== Page excerpt

Tag Archives: Civilisation & its Discontents

You will meet a tall dark stranger

29 Mar

wish-upon-a-star-andrea-realpeI watched the Woody Allen movie of this title last night, and was saddened by the slide into banality of a director I once found extraordinary. As is his wont, Allen again dissects the emotionally tormented relationships between comfortably off but miserable professional couples driven by their hunger for love, and the ensuing complications of their search for love’s validation.

The ironical musical theme of the movie is a sweetly gentle version of “When You Wish Upon a Star” and as the narrative unfolds it becomes apparent that while your dreams might indeed come true, dreams fulfilled don’t necessarily make you happy. In other words, be careful what you ask for. You might get it.

The film begins with an epigraph, Macbeth’s observation that life is a tale told by an idiot, full of sound and fury, signifying nothing. This announced the movie’s fundamental lack of imagination: as an epigraph this one has been done to death and I was reminded of how, as raucous and irreverent schoolgirls, we screeched the quotation at one another as we draped our adolescent selves across our wooden desks, mocking its nihilistic sentiment.

What the movie did cause me to ponder, however, are the many ways in which human beings can emotionally cripple ourselves and one another, believing we’re doing what we are supposed to do living respectable coupled lives, pursuing respectable ambitions, and conforming to the expectations of our culture. All the while, as in a witch’s bubbling cauldron, deep and guilty dissatisfactions are coming to the boil, provoking unforeseen behaviours that erupt from their repression and cause chaos in outwardly conformist lives. Double, double toil and trouble; Fire burn and cauldron bubble…to stay with the Macbeth references.

====
== Data lines

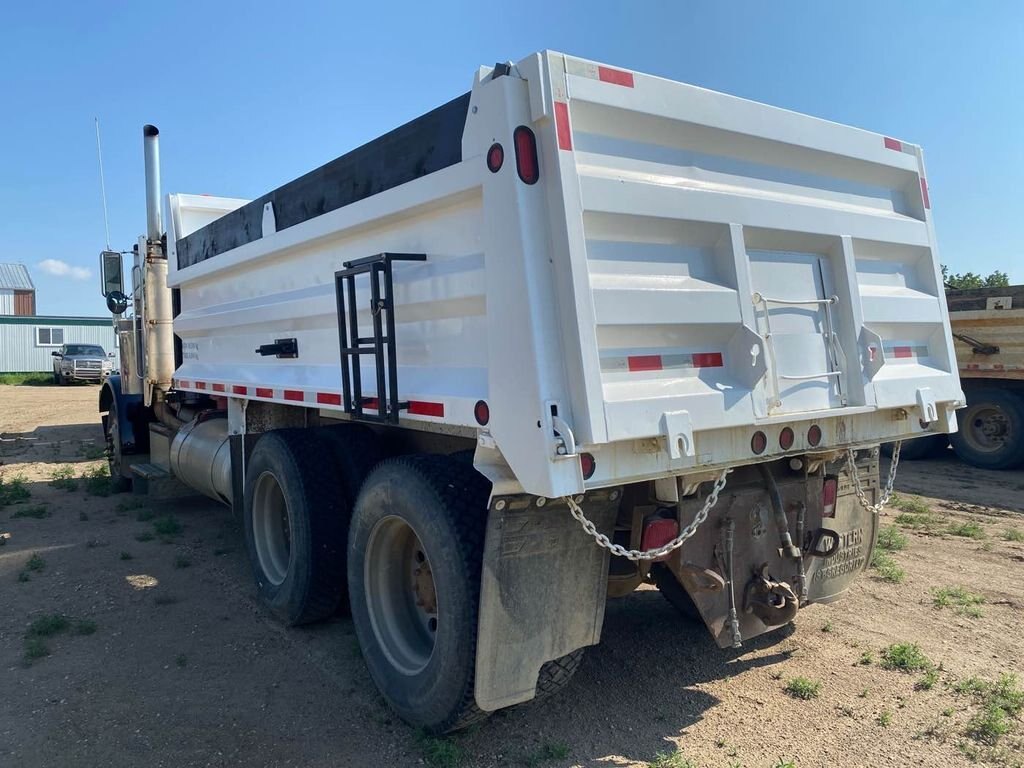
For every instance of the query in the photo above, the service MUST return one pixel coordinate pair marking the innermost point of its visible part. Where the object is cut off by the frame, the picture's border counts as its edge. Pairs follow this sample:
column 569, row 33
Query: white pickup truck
column 579, row 330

====

Task instructions
1. According to the review, what song serves as the movie's musical theme?
2. Summarize the review in two sentences.
3. Carry the review forward from its last sentence, keeping the same voice.
The data comes from a separate source and has no connection to the review.

Answers to the problems
1. A sweetly gentle version of "When You Wish Upon a Star."

2. The writer watched Woody Allen's "You Will Meet a Tall Dark Stranger" and was saddened by the director's slide into banality, a lack of imagination announced by its overused Macbeth epigraph. The film still led the writer to ponder how people emotionally cripple themselves and one another by living respectable, conforming coupled lives while repressed dissatisfactions build until they erupt into chaos.

3.
As Freud observed, in order to maintain civilisation we must make a trade-off, and the price we pay is the voluntary relinquishing, through repression, of desire. This is the essential paradox of civilisation: we have designed it to protect ourselves from dissatisfaction and danger, yet it is simultaneously our biggest source of both. Allen’s characters are quintessentially civilised, yet their desires rupture their civilised veneer and reveal the turmoil and misery that lies beneath. Truth will out.

The catalyst for rupture is always desire, the “tall dark stranger” encountered at times of blind yearning for one knows not what, a yearning that is always at bottom a hunger for growth, and escape from circumstances that have come to represent imprisonment and stagnation. Yet few of us can pursue these needs without savage consequences, as they fly in the face of civilised culture and its constructed desires, leaving trails of wreckage that are largely perceived not as opportunities, but as destruction. Our culture values certainty, continuity and predictability. Our culture values what is antipathetic to desire. Those who break out, yielding to desire, are judged and found wanting.

Allen knows these truths well, given his own torturous history with desire. It’s disappointing that he hasn’t found a fresher way to dissect them: he’s become formulaic.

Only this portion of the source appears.